■ DATA FOR PROCESSING:
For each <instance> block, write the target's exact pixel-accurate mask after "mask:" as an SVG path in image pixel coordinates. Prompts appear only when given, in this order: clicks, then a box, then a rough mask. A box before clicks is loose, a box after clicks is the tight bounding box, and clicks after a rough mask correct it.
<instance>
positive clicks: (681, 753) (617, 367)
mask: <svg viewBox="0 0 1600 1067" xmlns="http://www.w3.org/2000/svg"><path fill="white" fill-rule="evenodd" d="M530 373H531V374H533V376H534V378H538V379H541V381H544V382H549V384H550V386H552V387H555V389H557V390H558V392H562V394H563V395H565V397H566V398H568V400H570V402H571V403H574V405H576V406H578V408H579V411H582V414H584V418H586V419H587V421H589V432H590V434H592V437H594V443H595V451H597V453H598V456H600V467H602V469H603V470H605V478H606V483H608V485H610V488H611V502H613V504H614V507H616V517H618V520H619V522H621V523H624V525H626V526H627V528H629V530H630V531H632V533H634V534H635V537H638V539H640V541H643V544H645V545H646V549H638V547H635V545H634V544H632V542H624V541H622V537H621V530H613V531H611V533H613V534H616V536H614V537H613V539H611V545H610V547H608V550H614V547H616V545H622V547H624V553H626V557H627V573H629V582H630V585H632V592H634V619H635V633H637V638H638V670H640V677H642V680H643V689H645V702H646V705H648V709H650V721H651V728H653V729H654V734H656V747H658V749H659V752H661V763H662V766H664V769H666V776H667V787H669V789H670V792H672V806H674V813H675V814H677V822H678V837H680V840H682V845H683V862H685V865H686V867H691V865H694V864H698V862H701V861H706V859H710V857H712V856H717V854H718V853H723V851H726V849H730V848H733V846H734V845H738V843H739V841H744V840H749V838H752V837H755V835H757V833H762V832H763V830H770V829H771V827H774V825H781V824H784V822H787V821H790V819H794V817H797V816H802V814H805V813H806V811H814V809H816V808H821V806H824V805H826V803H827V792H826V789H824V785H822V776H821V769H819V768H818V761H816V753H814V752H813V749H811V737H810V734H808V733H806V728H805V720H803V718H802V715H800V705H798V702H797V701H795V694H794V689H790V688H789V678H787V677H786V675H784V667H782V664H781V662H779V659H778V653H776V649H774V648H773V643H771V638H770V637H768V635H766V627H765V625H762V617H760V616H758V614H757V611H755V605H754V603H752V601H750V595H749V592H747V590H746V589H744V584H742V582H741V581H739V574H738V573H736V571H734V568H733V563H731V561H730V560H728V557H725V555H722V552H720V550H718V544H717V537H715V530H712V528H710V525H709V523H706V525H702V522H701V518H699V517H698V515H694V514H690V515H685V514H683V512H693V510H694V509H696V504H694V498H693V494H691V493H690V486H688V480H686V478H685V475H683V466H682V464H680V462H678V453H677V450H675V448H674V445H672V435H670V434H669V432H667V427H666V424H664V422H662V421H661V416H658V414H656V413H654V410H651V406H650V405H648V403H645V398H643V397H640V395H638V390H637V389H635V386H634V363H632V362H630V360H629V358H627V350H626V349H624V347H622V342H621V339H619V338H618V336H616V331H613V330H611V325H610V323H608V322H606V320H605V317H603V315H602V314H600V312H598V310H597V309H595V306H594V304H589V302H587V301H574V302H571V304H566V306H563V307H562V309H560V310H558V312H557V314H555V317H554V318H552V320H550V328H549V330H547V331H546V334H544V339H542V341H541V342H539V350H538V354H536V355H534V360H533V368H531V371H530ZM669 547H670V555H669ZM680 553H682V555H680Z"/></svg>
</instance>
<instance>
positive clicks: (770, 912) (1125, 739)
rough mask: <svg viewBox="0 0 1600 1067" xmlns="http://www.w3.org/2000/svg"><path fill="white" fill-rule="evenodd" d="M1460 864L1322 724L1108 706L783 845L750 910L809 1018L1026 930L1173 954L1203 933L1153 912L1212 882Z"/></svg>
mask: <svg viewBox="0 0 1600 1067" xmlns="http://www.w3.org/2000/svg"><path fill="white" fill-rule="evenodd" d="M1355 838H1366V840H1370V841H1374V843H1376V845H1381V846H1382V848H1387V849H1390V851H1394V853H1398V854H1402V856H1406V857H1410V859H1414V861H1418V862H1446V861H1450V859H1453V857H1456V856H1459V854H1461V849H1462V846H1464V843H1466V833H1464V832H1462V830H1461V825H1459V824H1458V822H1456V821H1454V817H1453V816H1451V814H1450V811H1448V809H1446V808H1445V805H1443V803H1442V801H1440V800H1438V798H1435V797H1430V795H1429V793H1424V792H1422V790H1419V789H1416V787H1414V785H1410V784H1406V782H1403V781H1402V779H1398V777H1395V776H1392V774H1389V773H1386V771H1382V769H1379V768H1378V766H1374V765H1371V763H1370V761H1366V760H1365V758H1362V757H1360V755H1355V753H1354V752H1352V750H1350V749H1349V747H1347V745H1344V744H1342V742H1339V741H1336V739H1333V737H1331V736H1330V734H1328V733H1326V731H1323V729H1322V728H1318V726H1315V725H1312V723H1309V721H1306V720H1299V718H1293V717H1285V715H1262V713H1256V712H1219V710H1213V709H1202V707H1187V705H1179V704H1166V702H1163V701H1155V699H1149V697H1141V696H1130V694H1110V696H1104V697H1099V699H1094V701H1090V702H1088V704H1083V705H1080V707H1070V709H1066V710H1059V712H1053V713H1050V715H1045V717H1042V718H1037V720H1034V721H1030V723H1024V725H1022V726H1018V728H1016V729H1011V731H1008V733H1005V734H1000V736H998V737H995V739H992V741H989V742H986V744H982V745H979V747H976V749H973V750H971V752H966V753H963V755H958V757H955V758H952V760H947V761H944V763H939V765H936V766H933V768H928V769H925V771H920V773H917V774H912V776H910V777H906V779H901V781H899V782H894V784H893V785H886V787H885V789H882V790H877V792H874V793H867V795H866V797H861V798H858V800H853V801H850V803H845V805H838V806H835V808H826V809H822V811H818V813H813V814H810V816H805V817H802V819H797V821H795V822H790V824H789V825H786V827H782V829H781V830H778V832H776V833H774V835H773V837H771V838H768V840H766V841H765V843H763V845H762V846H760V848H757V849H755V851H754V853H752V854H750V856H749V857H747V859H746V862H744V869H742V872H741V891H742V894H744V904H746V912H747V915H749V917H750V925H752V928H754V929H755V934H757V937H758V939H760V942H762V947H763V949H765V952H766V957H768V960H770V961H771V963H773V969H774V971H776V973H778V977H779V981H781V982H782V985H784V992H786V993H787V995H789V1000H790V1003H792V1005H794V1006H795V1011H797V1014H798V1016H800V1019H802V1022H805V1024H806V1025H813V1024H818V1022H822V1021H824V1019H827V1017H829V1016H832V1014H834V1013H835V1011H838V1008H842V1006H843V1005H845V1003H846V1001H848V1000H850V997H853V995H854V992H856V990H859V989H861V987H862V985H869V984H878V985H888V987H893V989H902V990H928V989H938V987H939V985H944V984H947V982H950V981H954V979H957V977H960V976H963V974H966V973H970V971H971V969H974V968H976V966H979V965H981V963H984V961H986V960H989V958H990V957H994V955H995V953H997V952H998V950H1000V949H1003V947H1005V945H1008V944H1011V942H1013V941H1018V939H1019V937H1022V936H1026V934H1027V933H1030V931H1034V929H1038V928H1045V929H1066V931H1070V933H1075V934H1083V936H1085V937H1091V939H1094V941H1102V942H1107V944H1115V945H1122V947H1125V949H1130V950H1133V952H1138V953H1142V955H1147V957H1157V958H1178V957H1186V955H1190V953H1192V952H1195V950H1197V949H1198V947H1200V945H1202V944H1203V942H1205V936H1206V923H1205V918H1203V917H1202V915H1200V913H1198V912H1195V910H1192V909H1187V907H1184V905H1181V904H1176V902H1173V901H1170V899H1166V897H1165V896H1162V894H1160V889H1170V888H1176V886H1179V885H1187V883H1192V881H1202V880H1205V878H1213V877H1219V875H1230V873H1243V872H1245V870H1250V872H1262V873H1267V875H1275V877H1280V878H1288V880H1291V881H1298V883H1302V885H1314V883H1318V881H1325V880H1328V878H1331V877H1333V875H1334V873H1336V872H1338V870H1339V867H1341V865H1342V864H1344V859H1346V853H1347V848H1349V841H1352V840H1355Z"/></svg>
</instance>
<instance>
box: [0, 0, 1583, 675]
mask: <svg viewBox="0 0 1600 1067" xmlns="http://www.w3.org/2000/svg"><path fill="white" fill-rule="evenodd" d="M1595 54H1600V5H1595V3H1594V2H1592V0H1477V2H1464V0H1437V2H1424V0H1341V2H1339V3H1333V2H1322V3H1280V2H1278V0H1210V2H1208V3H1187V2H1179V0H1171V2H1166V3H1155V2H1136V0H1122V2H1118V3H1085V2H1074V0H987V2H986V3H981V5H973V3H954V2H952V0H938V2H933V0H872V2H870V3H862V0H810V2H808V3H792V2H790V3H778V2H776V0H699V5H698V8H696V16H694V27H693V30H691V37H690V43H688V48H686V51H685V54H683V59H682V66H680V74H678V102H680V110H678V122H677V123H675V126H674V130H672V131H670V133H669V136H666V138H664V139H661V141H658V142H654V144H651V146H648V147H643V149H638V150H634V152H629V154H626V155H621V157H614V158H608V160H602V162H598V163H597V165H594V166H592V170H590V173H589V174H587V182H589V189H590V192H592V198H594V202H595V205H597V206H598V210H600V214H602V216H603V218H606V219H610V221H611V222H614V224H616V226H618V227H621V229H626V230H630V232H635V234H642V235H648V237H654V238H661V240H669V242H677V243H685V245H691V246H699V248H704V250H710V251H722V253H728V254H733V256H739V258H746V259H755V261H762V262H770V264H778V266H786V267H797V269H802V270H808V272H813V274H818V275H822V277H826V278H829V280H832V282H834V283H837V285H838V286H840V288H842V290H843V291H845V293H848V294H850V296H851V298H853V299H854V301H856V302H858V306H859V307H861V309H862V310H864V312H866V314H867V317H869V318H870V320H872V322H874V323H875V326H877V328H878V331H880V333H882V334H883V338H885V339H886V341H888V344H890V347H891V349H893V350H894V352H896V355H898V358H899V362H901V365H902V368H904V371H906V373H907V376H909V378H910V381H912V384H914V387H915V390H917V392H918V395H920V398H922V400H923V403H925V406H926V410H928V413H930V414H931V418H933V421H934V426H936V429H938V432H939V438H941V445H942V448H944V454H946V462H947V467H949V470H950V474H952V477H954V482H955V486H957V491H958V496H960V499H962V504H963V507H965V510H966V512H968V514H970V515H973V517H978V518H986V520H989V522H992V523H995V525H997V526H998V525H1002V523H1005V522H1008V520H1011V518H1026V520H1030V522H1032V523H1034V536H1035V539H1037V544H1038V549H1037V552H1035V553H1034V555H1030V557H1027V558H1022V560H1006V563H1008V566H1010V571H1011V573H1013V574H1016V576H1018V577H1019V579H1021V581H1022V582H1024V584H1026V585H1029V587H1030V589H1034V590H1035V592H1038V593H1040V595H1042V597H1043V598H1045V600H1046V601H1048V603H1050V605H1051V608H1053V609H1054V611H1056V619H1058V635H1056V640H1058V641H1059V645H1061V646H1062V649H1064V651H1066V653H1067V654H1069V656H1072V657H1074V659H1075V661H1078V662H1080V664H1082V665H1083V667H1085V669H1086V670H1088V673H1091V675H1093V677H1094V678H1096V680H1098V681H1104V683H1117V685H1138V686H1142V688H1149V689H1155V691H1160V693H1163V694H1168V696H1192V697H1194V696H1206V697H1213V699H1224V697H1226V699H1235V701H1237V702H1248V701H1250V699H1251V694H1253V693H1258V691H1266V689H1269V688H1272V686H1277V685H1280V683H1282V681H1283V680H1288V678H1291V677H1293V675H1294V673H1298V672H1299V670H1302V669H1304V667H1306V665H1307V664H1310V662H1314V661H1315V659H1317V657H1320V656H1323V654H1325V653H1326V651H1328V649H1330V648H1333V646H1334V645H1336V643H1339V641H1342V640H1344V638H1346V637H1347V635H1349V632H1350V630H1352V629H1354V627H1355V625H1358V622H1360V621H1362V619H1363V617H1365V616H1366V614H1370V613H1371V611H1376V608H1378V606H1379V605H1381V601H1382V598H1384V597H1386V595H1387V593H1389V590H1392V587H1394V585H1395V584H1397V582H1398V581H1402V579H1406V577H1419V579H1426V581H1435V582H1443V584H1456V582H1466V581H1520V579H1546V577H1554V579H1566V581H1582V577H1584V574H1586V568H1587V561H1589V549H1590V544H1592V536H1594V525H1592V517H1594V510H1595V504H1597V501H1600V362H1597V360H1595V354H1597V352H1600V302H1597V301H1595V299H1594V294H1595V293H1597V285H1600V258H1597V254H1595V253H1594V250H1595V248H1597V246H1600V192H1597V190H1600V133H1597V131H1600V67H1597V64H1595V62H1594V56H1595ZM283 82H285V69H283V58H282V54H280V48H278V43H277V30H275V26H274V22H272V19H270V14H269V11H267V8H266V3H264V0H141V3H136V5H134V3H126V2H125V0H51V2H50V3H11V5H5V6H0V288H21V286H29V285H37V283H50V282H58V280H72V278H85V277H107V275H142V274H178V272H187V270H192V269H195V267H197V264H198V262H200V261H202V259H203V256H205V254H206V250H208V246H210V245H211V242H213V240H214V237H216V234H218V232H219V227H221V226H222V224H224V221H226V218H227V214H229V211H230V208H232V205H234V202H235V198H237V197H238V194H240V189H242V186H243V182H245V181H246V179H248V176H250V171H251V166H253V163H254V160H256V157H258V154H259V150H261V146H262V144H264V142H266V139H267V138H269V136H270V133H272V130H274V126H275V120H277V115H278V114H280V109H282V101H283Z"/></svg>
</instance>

■ WHAT THE TASK ASKS:
Rewrite the records from their beginning through the line containing "positive clicks: (681, 753) (617, 367)", replacing "clicks" with "points" throughout and leaving everything else unchanged.

■ ANSWER TO THIS PROBLEM:
For each <instance> block, write the target's exact pixel-accurate mask after "mask:" as an SVG path in image pixel coordinates. Prompts appear only when given, in this order: points, then a box, then a rough mask. A box before points is loose, a box after points is the tight bounding box, and points after a rough mask correct it.
<instance>
positive points: (681, 753) (617, 367)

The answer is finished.